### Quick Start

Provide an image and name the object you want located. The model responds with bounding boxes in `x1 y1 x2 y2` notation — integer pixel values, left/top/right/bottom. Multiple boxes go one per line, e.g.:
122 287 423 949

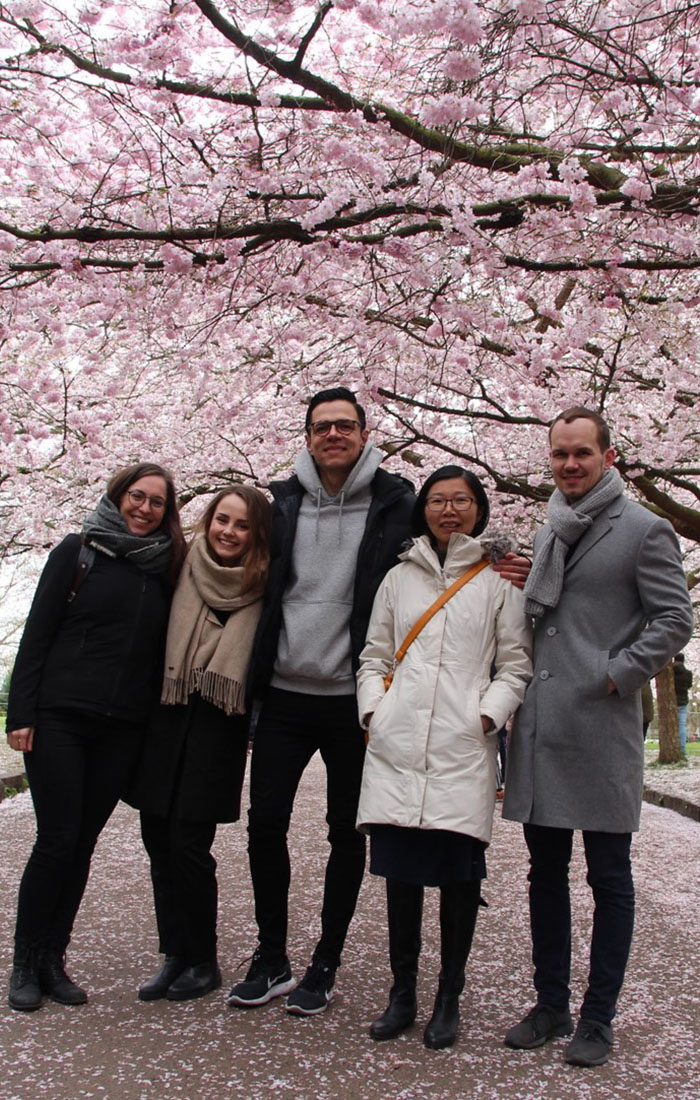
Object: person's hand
8 726 34 752
491 552 533 589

**Job:**
Switch "hand" to "foot" in the lines above and give all of them again with nothing else changed, leaving out the pictures.

**Solution to the problem:**
### Quick Start

Provide an image and name the object you want located. The model responds with bounding boxes in `x1 y1 x2 y2` notation — integer pixel values, left/top/right/bottom. Multiple boxes go one per line, e.g.:
122 287 423 949

Object: person's foot
8 726 34 752
491 552 533 589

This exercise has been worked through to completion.